** ПИСЬМЕННОЕ ЗАДАНИЕ A **
Соберите из записей ниже все строки, в которых встречается слово «distant».

___ ФРАГМЕНТ ТЕКСТА ___

Так, в десять лет я прочла книгу, которую поняла едва ли на четверть, но это было первое литературное произведение, которое показало мне, что оно имеет отношение к реальной жизни, хотя и безмерно далекой от моей. До этого у меня было такое неосознанное ощущение, что книги как-то зарождаются и живут сами собой, причем они были всегда. И в головы своих авторов приходят в целом, законченном виде. Русские классические авторы представлялись мне фигурами легендарными и тоже бывшими всегда.
Книга, о которой я говорю, – «Волшебная Гора» Томаса Манна. Трудно сказать, почему именно она – я читала, частенько пропуская страницы, – произвела на меня такое неизгладимое впечатление. Может быть, потому, что в ней, посреди мирной, беззаботной жизни в роскошном санатории, внезапно, без всякой (для меня) подготовки начинается война. Точно так же, как началась война для меня. Тут и выяснилось, что война, которую я знала, вовсе не единственная такая. То есть, я смутно слышала что-то насчет Первой мировой, но это было, как говорится, давно и неправда. А тут эта давняя война ударила меня по голове совсем как знакомая недавняя. «Волшебная Гора», которая так многому меня научила и которую я потом перечитывала не один раз, осталась со мной на всю жизнь.
Так вот, я начала читать и очень скоро заметила, что из книг узнаю массу неизвестных и увлекательных вещей про людей и про мир – а на уроках косноязычно разжевывают что-то скучное и совершенно мне не нужное. В сущности, всему нужному я обучилась уже в первых четырех классах. История и география – ну да, их невредно бы и знать, но они присутствовали во множестве хороших книжек. И там их легче было и понять и запомнить, чем из сухих казенных учебников, тем более что в те годы из учебников то и дело вымарывались имена и события как не соответствующие официальной идеологии. От этого и оставшиеся имена и события воспринимались со скептическим недоверием. Биологию я бы, может, и любила, но глубокое невежество нашей биологички в сочетании с неумолчной критикой некоего «морганизма-менделизма» (как раз пришлось на ту пору), о котором даже спрашивать, что это такое, не дозволялось, наводило тоску. Русский язык и литература… Литература и была причиной многих моих бед.

___

** ПИСЬМЕННОЕ ЗАДАНИЕ B **
Скопируйте весь фрагмент текста выше без единого изменения.

___ ИЗВЛЕЧЁННЫЕ ДАННЫЕ ___

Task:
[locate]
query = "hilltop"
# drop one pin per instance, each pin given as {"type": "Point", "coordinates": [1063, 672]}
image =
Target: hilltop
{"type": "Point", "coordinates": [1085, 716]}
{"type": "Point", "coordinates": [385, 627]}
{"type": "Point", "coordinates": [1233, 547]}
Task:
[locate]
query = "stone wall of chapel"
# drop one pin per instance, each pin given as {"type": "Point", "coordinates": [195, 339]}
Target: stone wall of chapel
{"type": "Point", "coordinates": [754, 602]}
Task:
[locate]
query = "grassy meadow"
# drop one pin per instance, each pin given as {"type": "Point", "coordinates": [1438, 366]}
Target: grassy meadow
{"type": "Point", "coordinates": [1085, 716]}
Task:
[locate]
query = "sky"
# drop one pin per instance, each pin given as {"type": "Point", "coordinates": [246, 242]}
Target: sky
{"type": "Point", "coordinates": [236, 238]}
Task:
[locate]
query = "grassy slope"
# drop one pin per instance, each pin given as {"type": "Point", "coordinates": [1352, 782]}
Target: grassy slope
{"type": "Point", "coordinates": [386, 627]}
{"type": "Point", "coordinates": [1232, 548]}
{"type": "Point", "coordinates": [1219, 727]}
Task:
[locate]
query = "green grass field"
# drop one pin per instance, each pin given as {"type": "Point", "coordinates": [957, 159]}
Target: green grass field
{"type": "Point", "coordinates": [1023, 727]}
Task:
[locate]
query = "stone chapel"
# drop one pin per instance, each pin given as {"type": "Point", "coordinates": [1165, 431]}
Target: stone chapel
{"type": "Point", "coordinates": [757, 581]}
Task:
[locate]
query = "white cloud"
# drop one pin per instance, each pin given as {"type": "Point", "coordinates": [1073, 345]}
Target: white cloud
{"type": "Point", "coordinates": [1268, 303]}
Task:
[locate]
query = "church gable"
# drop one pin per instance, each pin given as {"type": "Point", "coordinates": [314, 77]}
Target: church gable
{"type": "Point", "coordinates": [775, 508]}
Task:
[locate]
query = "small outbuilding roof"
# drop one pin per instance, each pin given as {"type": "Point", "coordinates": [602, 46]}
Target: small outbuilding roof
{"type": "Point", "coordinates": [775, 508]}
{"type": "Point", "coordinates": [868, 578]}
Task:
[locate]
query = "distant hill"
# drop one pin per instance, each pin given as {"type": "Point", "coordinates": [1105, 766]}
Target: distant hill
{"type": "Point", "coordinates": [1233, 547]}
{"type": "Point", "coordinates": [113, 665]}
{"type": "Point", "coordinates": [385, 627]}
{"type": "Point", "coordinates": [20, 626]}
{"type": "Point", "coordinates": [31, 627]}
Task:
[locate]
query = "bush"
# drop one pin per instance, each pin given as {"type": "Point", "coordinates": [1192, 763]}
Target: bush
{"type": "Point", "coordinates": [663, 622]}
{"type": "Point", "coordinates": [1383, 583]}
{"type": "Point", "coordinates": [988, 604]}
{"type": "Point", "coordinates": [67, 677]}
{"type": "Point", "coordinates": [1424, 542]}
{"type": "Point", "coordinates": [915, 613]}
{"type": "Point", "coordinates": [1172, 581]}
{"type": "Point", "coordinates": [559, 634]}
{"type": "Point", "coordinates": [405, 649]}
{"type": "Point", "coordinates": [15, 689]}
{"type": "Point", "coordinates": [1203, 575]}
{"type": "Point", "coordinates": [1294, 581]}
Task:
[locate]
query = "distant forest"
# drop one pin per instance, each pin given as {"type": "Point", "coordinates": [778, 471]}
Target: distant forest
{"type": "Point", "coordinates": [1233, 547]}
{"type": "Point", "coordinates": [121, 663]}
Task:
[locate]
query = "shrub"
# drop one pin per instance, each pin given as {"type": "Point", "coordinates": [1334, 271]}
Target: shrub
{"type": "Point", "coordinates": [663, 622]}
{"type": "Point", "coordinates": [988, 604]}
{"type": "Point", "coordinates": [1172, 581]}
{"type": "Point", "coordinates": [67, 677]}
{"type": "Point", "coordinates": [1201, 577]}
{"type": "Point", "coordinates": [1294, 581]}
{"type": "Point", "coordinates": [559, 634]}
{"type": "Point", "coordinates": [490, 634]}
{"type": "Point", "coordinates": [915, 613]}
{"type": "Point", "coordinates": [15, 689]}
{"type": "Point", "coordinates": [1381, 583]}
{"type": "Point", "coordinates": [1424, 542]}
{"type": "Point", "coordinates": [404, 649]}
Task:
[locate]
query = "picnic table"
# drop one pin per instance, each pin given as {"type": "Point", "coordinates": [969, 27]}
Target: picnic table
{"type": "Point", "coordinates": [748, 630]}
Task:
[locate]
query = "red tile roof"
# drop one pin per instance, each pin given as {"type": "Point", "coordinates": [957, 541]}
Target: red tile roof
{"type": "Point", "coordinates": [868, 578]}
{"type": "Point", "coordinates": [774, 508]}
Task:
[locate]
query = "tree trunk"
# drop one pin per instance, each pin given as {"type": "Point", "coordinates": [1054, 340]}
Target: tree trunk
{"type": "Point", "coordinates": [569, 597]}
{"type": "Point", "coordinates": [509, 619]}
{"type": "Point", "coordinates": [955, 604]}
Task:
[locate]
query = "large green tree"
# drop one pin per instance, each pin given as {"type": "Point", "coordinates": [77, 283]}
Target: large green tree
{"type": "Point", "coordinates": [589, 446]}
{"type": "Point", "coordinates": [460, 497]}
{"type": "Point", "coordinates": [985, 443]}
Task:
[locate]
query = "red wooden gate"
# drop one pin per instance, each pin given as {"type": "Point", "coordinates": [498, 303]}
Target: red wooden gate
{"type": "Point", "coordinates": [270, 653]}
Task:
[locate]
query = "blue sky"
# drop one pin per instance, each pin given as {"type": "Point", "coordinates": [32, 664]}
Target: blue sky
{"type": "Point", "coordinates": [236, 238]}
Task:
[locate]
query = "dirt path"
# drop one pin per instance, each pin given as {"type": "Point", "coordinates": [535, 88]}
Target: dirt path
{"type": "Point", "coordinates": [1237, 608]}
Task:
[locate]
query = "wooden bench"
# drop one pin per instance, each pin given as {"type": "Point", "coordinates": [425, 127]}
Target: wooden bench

___

** ИТОГОВЫЙ ОТВЕТ A **
query = "distant hill"
Target: distant hill
query = "distant forest"
Target: distant forest

** ИТОГОВЫЙ ОТВЕТ B **
Так, в десять лет я прочла книгу, которую поняла едва ли на четверть, но это было первое литературное произведение, которое показало мне, что оно имеет отношение к реальной жизни, хотя и безмерно далекой от моей. До этого у меня было такое неосознанное ощущение, что книги как-то зарождаются и живут сами собой, причем они были всегда. И в головы своих авторов приходят в целом, законченном виде. Русские классические авторы представлялись мне фигурами легендарными и тоже бывшими всегда.
Книга, о которой я говорю, – «Волшебная Гора» Томаса Манна. Трудно сказать, почему именно она – я читала, частенько пропуская страницы, – произвела на меня такое неизгладимое впечатление. Может быть, потому, что в ней, посреди мирной, беззаботной жизни в роскошном санатории, внезапно, без всякой (для меня) подготовки начинается война. Точно так же, как началась война для меня. Тут и выяснилось, что война, которую я знала, вовсе не единственная такая. То есть, я смутно слышала что-то насчет Первой мировой, но это было, как говорится, давно и неправда. А тут эта давняя война ударила меня по голове совсем как знакомая недавняя. «Волшебная Гора», которая так многому меня научила и которую я потом перечитывала не один раз, осталась со мной на всю жизнь.
Так вот, я начала читать и очень скоро заметила, что из книг узнаю массу неизвестных и увлекательных вещей про людей и про мир – а на уроках косноязычно разжевывают что-то скучное и совершенно мне не нужное. В сущности, всему нужному я обучилась уже в первых четырех классах. История и география – ну да, их невредно бы и знать, но они присутствовали во множестве хороших книжек. И там их легче было и понять и запомнить, чем из сухих казенных учебников, тем более что в те годы из учебников то и дело вымарывались имена и события как не соответствующие официальной идеологии. От этого и оставшиеся имена и события воспринимались со скептическим недоверием. Биологию я бы, может, и любила, но глубокое невежество нашей биологички в сочетании с неумолчной критикой некоего «морганизма-менделизма» (как раз пришлось на ту пору), о котором даже спрашивать, что это такое, не дозволялось, наводило тоску. Русский язык и литература… Литература и была причиной многих моих бед.